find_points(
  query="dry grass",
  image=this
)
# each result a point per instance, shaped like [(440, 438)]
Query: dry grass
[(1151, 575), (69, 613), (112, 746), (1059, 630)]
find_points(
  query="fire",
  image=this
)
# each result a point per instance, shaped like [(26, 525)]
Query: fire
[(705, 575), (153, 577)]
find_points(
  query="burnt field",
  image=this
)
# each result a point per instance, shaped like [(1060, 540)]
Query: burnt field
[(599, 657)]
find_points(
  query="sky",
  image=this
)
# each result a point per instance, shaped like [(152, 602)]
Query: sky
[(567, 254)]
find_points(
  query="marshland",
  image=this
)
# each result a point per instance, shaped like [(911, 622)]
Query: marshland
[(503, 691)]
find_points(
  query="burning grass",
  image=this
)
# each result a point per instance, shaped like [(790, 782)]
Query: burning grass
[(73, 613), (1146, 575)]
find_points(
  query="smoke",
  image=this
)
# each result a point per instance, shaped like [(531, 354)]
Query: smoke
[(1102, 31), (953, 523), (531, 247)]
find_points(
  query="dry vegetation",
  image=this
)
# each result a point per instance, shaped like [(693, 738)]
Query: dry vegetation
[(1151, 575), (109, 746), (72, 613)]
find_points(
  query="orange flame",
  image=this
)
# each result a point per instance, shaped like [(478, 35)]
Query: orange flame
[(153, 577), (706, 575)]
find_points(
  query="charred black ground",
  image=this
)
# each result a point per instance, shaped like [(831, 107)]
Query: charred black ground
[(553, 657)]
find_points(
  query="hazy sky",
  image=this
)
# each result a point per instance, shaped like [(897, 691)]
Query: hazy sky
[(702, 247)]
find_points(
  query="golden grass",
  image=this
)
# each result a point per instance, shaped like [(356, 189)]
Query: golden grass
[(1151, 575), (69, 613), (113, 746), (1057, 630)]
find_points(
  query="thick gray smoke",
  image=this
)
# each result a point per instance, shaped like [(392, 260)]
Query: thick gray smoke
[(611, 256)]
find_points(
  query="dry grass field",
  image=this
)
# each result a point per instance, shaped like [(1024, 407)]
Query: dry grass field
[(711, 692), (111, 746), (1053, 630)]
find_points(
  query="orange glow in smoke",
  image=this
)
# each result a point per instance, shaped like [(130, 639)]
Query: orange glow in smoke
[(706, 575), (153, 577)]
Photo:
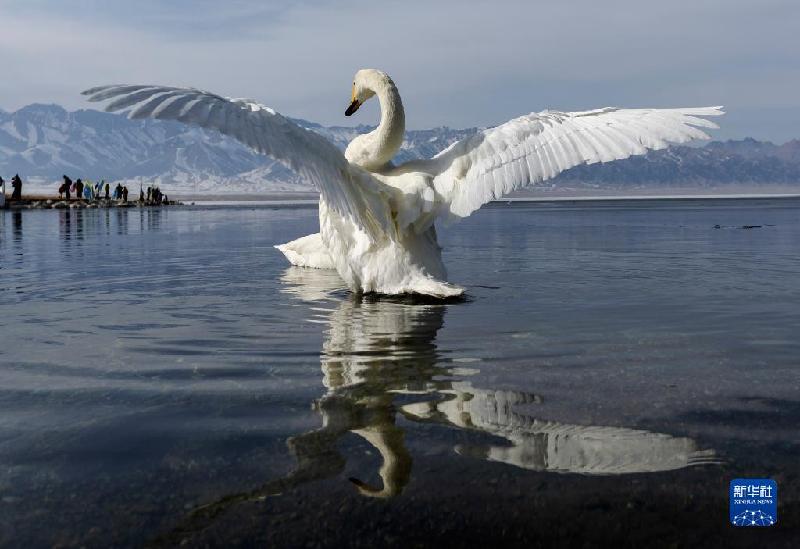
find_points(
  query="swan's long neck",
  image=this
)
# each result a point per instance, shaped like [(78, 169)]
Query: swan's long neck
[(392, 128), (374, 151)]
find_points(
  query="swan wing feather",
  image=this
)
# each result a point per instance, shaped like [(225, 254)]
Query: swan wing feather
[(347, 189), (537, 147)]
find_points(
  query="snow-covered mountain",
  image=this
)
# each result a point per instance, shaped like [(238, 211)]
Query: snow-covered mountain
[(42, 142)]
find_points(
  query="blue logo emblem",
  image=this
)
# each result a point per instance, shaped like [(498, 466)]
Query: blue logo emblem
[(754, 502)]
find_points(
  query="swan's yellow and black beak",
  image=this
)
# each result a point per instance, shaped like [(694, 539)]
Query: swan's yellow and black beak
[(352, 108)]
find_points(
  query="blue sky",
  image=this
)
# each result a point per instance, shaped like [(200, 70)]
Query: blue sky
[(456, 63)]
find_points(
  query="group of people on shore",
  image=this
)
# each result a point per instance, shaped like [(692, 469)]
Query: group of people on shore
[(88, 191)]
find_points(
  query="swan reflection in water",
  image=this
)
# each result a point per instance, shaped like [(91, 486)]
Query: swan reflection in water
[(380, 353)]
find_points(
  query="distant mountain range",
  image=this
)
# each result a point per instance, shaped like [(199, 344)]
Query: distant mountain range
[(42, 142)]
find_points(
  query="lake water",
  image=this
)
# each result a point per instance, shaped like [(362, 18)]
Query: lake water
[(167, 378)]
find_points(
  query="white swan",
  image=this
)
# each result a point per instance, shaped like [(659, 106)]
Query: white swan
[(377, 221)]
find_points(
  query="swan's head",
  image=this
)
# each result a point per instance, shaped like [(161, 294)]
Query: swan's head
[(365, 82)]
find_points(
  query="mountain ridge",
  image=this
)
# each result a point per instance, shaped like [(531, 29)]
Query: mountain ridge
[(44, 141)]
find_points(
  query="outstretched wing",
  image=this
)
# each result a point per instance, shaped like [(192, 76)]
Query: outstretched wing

> [Description of the task]:
Show the lines of the data that hold the word "outstretched".

> [Reply to the task]:
  query="outstretched wing",
Query: outstretched wing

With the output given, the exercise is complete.